::: Material for this exercise

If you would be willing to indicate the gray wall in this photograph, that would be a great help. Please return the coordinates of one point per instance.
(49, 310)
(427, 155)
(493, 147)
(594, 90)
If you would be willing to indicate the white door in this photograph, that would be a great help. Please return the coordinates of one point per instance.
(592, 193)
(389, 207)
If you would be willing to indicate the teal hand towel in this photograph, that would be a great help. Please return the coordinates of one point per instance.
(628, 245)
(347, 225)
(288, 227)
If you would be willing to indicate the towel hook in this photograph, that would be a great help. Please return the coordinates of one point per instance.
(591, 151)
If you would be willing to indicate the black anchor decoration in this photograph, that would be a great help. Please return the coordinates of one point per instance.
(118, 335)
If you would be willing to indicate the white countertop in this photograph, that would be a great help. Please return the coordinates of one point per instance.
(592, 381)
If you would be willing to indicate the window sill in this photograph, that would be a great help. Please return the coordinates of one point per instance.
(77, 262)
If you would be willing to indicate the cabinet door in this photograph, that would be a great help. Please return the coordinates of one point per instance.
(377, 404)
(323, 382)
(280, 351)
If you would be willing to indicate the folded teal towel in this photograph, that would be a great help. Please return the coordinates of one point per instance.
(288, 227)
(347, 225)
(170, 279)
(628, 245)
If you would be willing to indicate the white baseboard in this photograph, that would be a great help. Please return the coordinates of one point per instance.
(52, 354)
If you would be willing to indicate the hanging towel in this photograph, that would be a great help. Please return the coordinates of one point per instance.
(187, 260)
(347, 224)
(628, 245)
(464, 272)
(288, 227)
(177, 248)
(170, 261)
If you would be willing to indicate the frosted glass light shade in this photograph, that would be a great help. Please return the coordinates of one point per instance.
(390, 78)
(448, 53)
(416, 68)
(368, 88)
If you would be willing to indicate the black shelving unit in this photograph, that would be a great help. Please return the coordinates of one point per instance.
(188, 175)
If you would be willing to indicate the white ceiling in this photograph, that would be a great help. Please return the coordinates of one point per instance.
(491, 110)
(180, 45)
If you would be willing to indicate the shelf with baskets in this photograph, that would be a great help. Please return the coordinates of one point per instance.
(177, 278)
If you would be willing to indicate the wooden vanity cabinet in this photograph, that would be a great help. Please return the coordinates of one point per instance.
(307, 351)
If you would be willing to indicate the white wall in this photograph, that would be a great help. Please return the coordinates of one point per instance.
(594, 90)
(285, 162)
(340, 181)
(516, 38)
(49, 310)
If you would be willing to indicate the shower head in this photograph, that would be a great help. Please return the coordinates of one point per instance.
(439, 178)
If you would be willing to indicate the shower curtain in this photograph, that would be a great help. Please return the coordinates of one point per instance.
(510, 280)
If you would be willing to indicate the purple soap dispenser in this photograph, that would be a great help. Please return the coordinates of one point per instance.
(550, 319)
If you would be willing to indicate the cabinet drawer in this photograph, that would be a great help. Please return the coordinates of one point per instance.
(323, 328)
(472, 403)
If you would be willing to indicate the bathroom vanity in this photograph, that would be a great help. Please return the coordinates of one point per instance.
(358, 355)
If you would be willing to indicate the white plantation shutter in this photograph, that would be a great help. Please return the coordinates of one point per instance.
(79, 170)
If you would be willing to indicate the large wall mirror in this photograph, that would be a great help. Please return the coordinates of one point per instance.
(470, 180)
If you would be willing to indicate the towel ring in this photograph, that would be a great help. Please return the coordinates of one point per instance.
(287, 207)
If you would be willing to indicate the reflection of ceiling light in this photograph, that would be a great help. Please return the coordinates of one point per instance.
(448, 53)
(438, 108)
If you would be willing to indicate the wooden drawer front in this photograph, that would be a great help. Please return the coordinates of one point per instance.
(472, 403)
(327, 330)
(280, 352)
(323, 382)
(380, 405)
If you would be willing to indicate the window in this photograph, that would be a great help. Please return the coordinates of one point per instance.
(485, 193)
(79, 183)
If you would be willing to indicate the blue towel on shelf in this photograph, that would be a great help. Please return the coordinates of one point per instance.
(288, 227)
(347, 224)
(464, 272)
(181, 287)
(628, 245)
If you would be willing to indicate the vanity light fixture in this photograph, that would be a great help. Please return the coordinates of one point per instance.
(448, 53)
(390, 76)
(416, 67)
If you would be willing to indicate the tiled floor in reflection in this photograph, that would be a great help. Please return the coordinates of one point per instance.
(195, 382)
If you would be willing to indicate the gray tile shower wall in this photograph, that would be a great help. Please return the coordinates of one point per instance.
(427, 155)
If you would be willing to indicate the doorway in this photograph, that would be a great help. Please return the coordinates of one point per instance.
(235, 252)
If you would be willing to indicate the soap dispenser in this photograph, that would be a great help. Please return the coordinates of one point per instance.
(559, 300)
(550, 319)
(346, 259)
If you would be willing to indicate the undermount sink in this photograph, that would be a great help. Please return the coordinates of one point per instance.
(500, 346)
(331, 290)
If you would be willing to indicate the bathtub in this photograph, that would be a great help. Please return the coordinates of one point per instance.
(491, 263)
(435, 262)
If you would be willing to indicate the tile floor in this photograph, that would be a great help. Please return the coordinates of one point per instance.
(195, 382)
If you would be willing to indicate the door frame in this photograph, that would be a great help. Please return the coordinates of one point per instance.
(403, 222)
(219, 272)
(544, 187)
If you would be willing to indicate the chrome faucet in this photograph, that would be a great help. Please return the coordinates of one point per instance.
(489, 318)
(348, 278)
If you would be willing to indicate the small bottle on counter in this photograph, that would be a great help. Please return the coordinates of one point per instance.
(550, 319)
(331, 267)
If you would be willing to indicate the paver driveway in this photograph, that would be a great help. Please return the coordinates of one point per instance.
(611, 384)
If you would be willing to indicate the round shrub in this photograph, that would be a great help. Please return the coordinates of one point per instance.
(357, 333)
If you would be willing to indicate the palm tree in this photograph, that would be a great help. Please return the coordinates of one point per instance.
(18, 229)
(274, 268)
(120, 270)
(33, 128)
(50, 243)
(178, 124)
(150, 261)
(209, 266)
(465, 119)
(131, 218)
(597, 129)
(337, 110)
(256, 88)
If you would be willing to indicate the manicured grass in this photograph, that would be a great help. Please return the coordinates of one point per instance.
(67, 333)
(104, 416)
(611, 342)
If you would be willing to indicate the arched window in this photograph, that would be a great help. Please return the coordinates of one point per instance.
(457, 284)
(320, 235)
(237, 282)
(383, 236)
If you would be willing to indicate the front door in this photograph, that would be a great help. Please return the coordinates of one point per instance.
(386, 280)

::::::

(Aim): Above are the records; retype them all without a single difference.

(Written response):
If you would be willing to indicate the gray wall in this photograph, that would be a great help. Please return the coordinates of one point per instance.
(49, 310)
(427, 155)
(493, 147)
(594, 90)
If you would be willing to indicate the white door in this photograph, that would be a great help. Please return the coordinates of one point per instance.
(592, 193)
(389, 207)
If you would be willing to indicate the teal hand towel in this photograph, that would be a great help. Please return the coordinates of one point per instance.
(628, 245)
(347, 225)
(288, 227)
If you would be willing to indicate the towel hook in this photograph, that would be a great help. Please return the coordinates of one point per instance.
(591, 151)
If you would be willing to indicate the black anchor decoration in this photograph, that would be a great help. Please return the coordinates of one point per instance.
(118, 335)
If you would be willing to indicate the white countertop in this photograph, that would be a great help. Please return the coordinates of one point per instance.
(592, 381)
If you would be willing to indicate the window sill in this photograph, that would be a great help. Please return the coordinates of one point per instance.
(77, 262)
If you would be willing to indicate the cabinet door in this photograph, that would be a great help. Please return the coordinates of one point per instance.
(377, 404)
(323, 382)
(280, 351)
If you would be willing to indicate the folded teal towel in this photograph, that would be a great help. Please return the coordinates of one point per instance.
(288, 227)
(347, 225)
(170, 279)
(628, 245)
If you would be willing to indicate the white baseboard in this photograph, that would be a great help. Please return the coordinates of one point per instance.
(52, 354)
If you would be willing to indicate the hanging towel in this photograph, that would be a great help. Please return the coordinates of one point per instance.
(187, 260)
(347, 224)
(628, 245)
(464, 272)
(288, 227)
(177, 248)
(170, 261)
If you would be willing to indicate the frosted glass light shade in this photograph, that would be a great help. Please return the coordinates of one point per instance.
(390, 78)
(448, 53)
(416, 68)
(368, 88)
If you would be willing to indicate the black shelving unit in this photograph, that would be a great help. Please return the coordinates of one point per instance.
(188, 175)
If you would be willing to indicate the white ceiling in this photograph, that would be a great help. Please return the coordinates of one point per instance.
(491, 110)
(180, 45)
If you would be willing to indicate the shelf with baskets in this photograph, that would be a great help. Please return the coordinates of one point per instance.
(177, 278)
If you would be willing to indicate the wooden vanity cabinet in this photograph, that would be a great help. Please return the coordinates of one point per instance.
(307, 351)
If you would be willing to indicate the white wall in this photograph, that would be a great help. Please return the coordinates of one point per instance.
(594, 90)
(285, 162)
(340, 181)
(516, 38)
(49, 310)
If you would be willing to indicate the shower head in this photograph, that would be a great help. Please return the coordinates of one point per instance.
(439, 178)
If you would be willing to indicate the shower curtain in this photograph, that would be a great help. Please return the coordinates of one point per instance.
(510, 280)
If you would be willing to indicate the purple soap dispenser in this photograph, that would be a great help. Please return the coordinates of one point per instance.
(550, 319)
If you would be willing to indicate the cabinet drawer in this photograph, that would be a great help. Please return the coordinates of one point per instance.
(323, 328)
(472, 403)
If you would be willing to indicate the bathroom vanity in this photograph, that would be a great help. Please return the coordinates of one point per instance.
(358, 355)
If you would be willing to indicate the white plantation shutter in this photograph, that would be a great help. Please return the coordinates of one point per instance.
(79, 170)
If you would be willing to indicate the large wall mirror in this photograph, that would be a great help. Please return the coordinates of one point per instance.
(470, 180)
If you would be willing to indicate the towel ring in this photograph, that would be a great help. Please return the coordinates of one point per instance.
(287, 207)
If you would be willing to indicate the reflection of ceiling light in this photograph, that would be a great help. Please return the coordinates of one point per instance.
(448, 53)
(438, 108)
If you would be willing to indicate the wooden drawer front in this photograph, that would be a great help. Please return the coordinates of one point per instance.
(472, 403)
(327, 330)
(280, 352)
(323, 382)
(380, 405)
If you would be willing to indicate the window in this photograph, that would be a great help. Please return the coordinates of one point per instance.
(485, 193)
(79, 183)
If you would be willing to indicate the blue towel on shelf in this photograph, that would be a great help. Please return the coordinates of one point per instance.
(288, 227)
(347, 224)
(464, 272)
(181, 287)
(628, 245)
If you would be willing to indicate the vanity light fixture in this photograph, that would be a great help. Please return the coordinates of one point per instance.
(448, 53)
(390, 76)
(416, 67)
If you would be willing to indicate the tiled floor in reflection in this photograph, that would be a great help. Please return the coordinates of one point per instance.
(195, 382)
If you would be willing to indicate the gray tile shower wall in this photograph, that would be a great help. Please return the coordinates of one point per instance.
(427, 155)
If you would be willing to indicate the doorway in this photograph, that would be a great help. Please return the coordinates of one point per instance.
(235, 252)
If you would be willing to indicate the soap dispenser in this photograph, that would be a great help. Please return the coordinates of one point per instance.
(559, 300)
(550, 319)
(346, 259)
If you would be willing to indicate the undermount sink in this photograph, that would be a great help. Please return the coordinates of one point per instance.
(500, 346)
(331, 290)
If you would be willing to indicate the bathtub in this photograph, that would be a great help. Please return the coordinates of one point per instance.
(491, 263)
(435, 262)
If you would be willing to indicate the tile floor in this photograph, that would be a great help. Please return the coordinates of one point per instance.
(195, 382)
If you would be willing to indicate the door frame in this photograph, that would be a great help. Please return the coordinates of one point per instance.
(403, 222)
(219, 272)
(544, 187)
If you would be willing to indicate the chrome faucet in this photograph, that would be a great help. Please return the coordinates of one point per instance.
(489, 318)
(348, 278)
If you would be willing to indicate the small bottle on counter in this photograph, that would be a great help. Please return the coordinates of one point per instance.
(550, 319)
(331, 267)
If you would be willing to indicate the paver driveway in this photograph, that would be a great help. Please return the coordinates of one point per instance.
(611, 384)
If you would be willing to indicate the round shrub in this photograph, that would be a great help. Please return the coordinates of one point per instance.
(357, 333)
If you would be willing to indicate the palm tree in this photograph, that would be a great help. Please return the coordinates of one point per instance.
(18, 229)
(274, 268)
(120, 270)
(33, 128)
(50, 243)
(178, 124)
(150, 261)
(209, 266)
(465, 119)
(131, 218)
(597, 129)
(337, 110)
(256, 88)
If you would be willing to indicate the manicured grass in this photograph, that would be a great help. Please return the coordinates of one point per instance.
(67, 333)
(104, 416)
(611, 342)
If you would be willing to indicate the arched window in this photograph, that would be a great help. Please return the coordinates of one point per instance.
(457, 284)
(320, 235)
(237, 282)
(383, 236)
If you would be willing to indicate the front door in this photograph, that would be a great help. Please return the coordinates of one point per instance.
(386, 280)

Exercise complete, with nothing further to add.